====== 节选原文 ======
大纲
9.Netty的内存规格
10.缓存数据结构
11.命中缓存的分配流程
12.Netty里有关内存分配的重要概念
13.Page级别的内存分配
14.SubPage级别的内存分配
15.ByteBuf的回收
9.Netty的内存规格
(1)4种内存规格
(2)内存申请单位
(1)4种内存规格
一.tiny:表示从0到512字节之间的内存大小
二.small:表示从512字节到8K范围的内存大小
三.normal:表示从8K到16M范围的内存大小
四.huge:表示大于16M的内存大小
(2)内存申请单位
Netty里所有的内存申请都是以Chunk为单位向操作系统申请的,后续所有的内存分配都是在这个Chunk里进行对应的操作。比如要分配1M的内存,那么首先要申请一个16M的Chunk,然后在这个16M的Chunk里取出一段1M的连续内存放入到Netty的ByteBuf里。
注意:一个Chunk的大小为16M,一个Page的大小为8K,一个SubPage的大小是0~8K,一个Chunk可以分成2048个Page。
10.缓存数据结构
(1)MemoryRegionCache的组成
(2)MemoryRegionCache的类型
(3)MemoryRegionCache的源码
(1)MemoryRegionCache的组成
Netty中与缓存相关的数据结构叫MemoryRegionCache,这是内存相关的一个缓存。MemoryRegionCache由三部分组成:queue、sizeClass、size。
一.queue
queue是一个队列,里面的每个元素都是MemoryRegionCache内部类Entry的一个实体,每一个Entry实体里都有一个chunk和一个handle。Netty里所有的内存都是以Chunk为单位进行分配的,而每一个handle都指向唯一一段连续的内存。所以一个chunk + 一个指向连续内存的handle,就能确定这块Entry的内存大小和内存位置,然后所有这些Entry组合起来就变成一个缓存的链。
二.sizeClass
sizeClass是Netty里的内存规格,其中有三种类型的内存规则。一种是tiny(0~512B),一种是small(512B~8K),一种是normal(8K~16M)。由于huge是直接使用非缓存的内存分配,所以不在该sizeClass范围内。
三.size
一个MemoryRegionCache所缓存的一个ByteBuf的大小是固定的。如果MemoryRegionCache里缓存了1K的ByteBuf,那么queue里所有的元素都是1K的ByteBuf。也就是说,同一个MemoryRegionCache它的queue里的所有元素都是固定大小的。这些固定大小分别有:tiny类型规则的是16B的整数倍直到498B,small类型规则的有512B、1K、2K、4K,normal类型规定的有8K、16K、32K。所以对于32K以上是不缓存的。
(2)MemoryRegionCache的类型
Netty里所有规格的MemoryRegionCache如下图示,下面的每个节点就相当于一个MemoryRegionCache的数据结构。
======
→ **任务说明**
请接着Netty内存分配的文章停下的地方往下写。 下面的数据与Netty内存分配的文章没有关系。
====== 汇集资料 ======
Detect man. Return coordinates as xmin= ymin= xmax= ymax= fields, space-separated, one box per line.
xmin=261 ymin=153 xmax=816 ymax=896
======
→ **练习答复**
其中tiny类型的内存规格有32种,也就是32个节点,分别是16B、32B、48B、......、496B。这里面的每个节点都是一个MemoryRegionCache,每个MemoryRegionCache里都有一个queue。假设要分配一个16B的ByteBuf:首先会定位到small类型的内存规格里的第二个节点,然后从该节点维护的queue队列里取出一个Entry元素。通过该Entry元素可以拿到它属于哪一个chunk以及哪一个handle,从而进行内存划分。
small类型的内存规格有4种,也就是4个节点,分别是512B、1K、2K、4K。每个节点都是一个MemoryRegionCache,每个MemoryRegionCache里都有一个queue。假设要分配一个1K的ByteBuf:首先会定位到small类型的内存规格里的第二个节点,然后从该节点维护的queue里取出一个Entry元素。这样就可以基于这个Entry元素分配出1K内存的ByteBuf,不需要再去Chunk上找一段临时内存了。
normal类型的内存规格有3种,也就是3个节点,分别是8K、16K、32K,关于Normal大小的ByteBuf的内存分配也是同样道理。
(3)MemoryRegionCache的源码
每个线程都会有一个PoolThreadCache对象,每个PoolThreadCache对象都会有tiny、small、normal三种规格的缓存。每种规格又分heap和direct,所以每个PoolThreadCache对象会有6种缓存。PoolThreadCache类正是使用了6个MemoryRegionCache数组来维护这6种缓存。如:
数组tinySubPageHeapCaches拥有32个MemoryRegionCache元素,下标为n的元素用于缓存大小为n * 16B的ByteBuf。
数组smallSubPageHeapCaches拥有4个MemoryRegionCache元素,下标为n的元素用于缓存大小为2^n * 512B的ByteBuf。
数组normalHeapCaches拥有3个MemoryRegionCache元素,下标为n的元素用于缓存大小为2^n * 8K的ByteBuf。
数组tinySubPageHeapCaches里的每个MemoryRegionCache元素,最多可以缓存tinyCacheSize个即512个ByteBuf。
数组smallSubPageHeapCaches里的每个MemoryRegionCache元素,最多可以缓存smallCacheSize个即256个ByteBuf。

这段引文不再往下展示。